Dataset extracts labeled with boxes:
— Start —
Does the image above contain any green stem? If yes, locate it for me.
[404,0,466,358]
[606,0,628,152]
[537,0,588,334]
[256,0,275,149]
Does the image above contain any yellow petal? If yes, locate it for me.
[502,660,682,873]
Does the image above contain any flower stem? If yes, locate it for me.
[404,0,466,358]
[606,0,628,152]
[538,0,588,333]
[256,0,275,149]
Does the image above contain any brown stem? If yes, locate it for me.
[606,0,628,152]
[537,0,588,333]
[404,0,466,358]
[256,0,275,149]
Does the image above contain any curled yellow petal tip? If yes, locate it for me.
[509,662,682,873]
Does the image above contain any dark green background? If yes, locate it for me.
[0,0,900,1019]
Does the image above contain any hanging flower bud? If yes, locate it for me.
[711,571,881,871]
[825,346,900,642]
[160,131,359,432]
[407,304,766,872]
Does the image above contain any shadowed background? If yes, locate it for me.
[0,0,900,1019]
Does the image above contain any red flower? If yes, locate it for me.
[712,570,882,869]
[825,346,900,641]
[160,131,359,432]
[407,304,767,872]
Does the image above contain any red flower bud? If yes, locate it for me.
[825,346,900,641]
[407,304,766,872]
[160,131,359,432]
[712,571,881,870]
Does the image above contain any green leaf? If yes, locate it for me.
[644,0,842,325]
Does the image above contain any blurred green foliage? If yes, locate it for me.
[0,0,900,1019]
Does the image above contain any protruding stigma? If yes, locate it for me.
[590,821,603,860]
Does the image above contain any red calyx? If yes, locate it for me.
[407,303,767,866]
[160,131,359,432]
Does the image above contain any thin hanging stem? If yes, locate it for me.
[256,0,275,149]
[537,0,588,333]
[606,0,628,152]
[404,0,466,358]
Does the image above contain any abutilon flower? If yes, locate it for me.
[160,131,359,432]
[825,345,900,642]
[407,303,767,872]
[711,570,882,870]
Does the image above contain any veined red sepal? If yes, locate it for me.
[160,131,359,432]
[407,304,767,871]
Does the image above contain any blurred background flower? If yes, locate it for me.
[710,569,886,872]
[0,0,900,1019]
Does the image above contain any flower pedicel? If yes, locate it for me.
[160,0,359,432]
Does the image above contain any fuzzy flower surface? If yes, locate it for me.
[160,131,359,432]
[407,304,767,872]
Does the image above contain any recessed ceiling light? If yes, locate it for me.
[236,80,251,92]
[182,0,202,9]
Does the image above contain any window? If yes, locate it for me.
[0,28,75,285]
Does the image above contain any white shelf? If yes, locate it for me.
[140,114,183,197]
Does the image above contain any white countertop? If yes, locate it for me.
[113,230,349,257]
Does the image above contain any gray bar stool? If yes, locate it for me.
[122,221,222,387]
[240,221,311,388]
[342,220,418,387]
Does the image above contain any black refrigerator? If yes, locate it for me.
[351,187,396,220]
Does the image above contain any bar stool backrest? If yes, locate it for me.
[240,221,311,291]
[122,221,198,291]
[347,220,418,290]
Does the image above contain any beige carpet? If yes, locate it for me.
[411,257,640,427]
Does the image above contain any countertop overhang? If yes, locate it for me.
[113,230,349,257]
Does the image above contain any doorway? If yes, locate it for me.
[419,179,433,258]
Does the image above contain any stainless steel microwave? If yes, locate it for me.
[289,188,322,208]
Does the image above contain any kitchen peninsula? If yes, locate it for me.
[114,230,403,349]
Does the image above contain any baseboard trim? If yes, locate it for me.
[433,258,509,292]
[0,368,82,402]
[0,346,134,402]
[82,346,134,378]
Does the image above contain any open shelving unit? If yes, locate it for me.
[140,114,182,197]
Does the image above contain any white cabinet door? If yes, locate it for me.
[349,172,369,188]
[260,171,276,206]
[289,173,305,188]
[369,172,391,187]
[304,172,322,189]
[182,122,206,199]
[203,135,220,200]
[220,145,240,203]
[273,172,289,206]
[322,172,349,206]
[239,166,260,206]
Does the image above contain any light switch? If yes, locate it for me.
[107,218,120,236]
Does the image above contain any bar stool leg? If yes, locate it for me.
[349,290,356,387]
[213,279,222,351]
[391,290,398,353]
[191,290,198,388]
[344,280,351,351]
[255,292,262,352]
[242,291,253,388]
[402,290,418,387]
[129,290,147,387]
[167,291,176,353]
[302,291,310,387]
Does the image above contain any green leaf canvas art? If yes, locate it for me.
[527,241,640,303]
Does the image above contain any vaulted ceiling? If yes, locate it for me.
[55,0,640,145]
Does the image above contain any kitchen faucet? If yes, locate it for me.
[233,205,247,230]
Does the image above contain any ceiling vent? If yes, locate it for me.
— End —
## Problem to solve
Edit the lines above by changing every "locate it for me" to "show me where it is". Leave everything else as it is, and give back all the lines.

## Correct result
Does the image above contain any green stem? If yes, show me where it is.
[404,0,466,358]
[606,0,628,152]
[537,0,588,334]
[256,0,275,149]
Does the image above contain any yellow petal? If yes, show me where it is.
[502,660,682,873]
Does the image above contain any flower stem? If yes, show me where it is.
[404,0,466,358]
[606,0,628,152]
[538,0,588,333]
[256,0,275,149]
Does the image above contain any brown stem? If yes, show me where it is.
[606,0,628,152]
[537,0,588,333]
[404,0,466,358]
[256,0,275,149]
Does the image above contain any curled yellow petal tip? If yes, show me where it is.
[509,662,682,873]
Does the image above contain any dark green background? If yes, show me where it is.
[0,0,900,1019]
Does the image above contain any hanging flower bud? If yes, show me where it is.
[711,571,881,871]
[825,346,900,642]
[160,131,359,432]
[407,304,766,872]
Does the image above contain any shadowed background? If yes, show me where it is.
[0,0,900,1019]
Does the image above contain any red flower? If yes, show me where it is.
[712,570,882,869]
[825,346,900,641]
[160,131,359,432]
[407,304,767,872]
Does the image above contain any red flower bud? If yes, show me where it is.
[825,346,900,641]
[407,304,766,872]
[160,131,359,432]
[712,571,881,870]
Does the image above contain any green leaf? If yes, show me where it is.
[644,0,842,325]
Does the image above contain any blurred green foliage? If yes, show me where it is.
[0,0,900,1019]
Does the image above contain any protruding stigma? If yes, show me where it is.
[590,821,603,860]
Does the image above contain any red calyx? If yes, show me where it is.
[407,303,767,866]
[160,131,359,432]
Does the image above contain any thin hanging stem? If yes, show me where it is.
[256,0,275,149]
[537,0,588,333]
[606,0,628,152]
[404,0,466,358]
Does the image above contain any abutilon flower? If yes, show me where it is.
[160,131,359,432]
[825,345,900,642]
[407,303,767,872]
[711,570,882,870]
Does the image above contain any veined red sepal? If yes, show me where it is.
[160,131,359,432]
[407,304,767,871]
Does the image above contain any blurred background flower? If yes, show me where it is.
[710,569,886,872]
[0,0,900,1019]
Does the image above contain any flower pedicel? If yes, show me where it is.
[160,0,359,432]
Does the image above contain any fuzzy flower surface? If yes, show me where it is.
[160,131,359,432]
[407,304,767,872]
Does the image above contain any recessed ceiling light? If yes, show me where it is.
[236,80,251,92]
[182,0,202,9]
Does the image above contain any window? If yes, show me where it is.
[0,28,75,285]
Does the image above contain any white shelf? If yes, show me where it is.
[140,114,183,197]
Does the image above contain any white countertop? If yes, show me where it is.
[113,230,349,257]
Does the image above contain any gray bar stool? If yes, show me where it is.
[122,221,222,387]
[240,221,311,388]
[342,220,418,387]
Does the image above contain any black refrigerator? If yes, show me where it is.
[351,187,396,220]
Does the image above contain any bar stool backrest? If yes, show me where it is.
[240,221,311,291]
[122,221,198,291]
[347,220,418,290]
Does the image above contain any beige carpet? If yes, show me where it is.
[411,257,640,427]
Does the image above contain any countertop overhang? If yes, show me where it is.
[113,230,349,257]
Does the image above contain any doorway? If yes, show me where it is.
[419,179,433,258]
Does the image above contain any stainless steel microwave? If yes, show me where it is.
[289,188,322,208]
Does the image above contain any kitchen peninsula? If yes, show me where it is.
[114,230,403,349]
Does the image above contain any baseboard trim? If yes, show me where it is.
[433,258,509,292]
[0,368,82,402]
[0,346,134,402]
[82,346,134,378]
Does the image above contain any open shelving unit? If yes, show me where it is.
[140,114,182,197]
Does the image above contain any white cabinet door? If yes, show me where it is.
[349,172,369,188]
[260,171,276,206]
[289,173,305,188]
[369,172,391,187]
[304,172,322,189]
[182,122,206,199]
[203,135,220,200]
[220,145,240,203]
[273,172,289,206]
[322,172,349,206]
[239,166,260,206]
Does the image above contain any light switch? If yes, show me where it is.
[107,218,120,236]
Does the image above contain any bar stool leg? If yes, show me where it is.
[349,290,356,387]
[213,279,222,351]
[391,290,398,353]
[191,290,198,388]
[344,280,351,351]
[255,292,262,352]
[242,291,253,388]
[402,290,418,387]
[129,290,147,387]
[167,291,176,353]
[302,291,310,387]
Does the image above contain any green leaf canvas art? If yes, show me where it is.
[527,241,640,303]
Does the image above contain any vaulted ceiling? If yes, show me where it is.
[55,0,640,145]
Does the image above contain any kitchen faucet? If yes, show me where it is.
[233,205,247,230]
Does the image above contain any ceiling vent? If yes, show me where it is.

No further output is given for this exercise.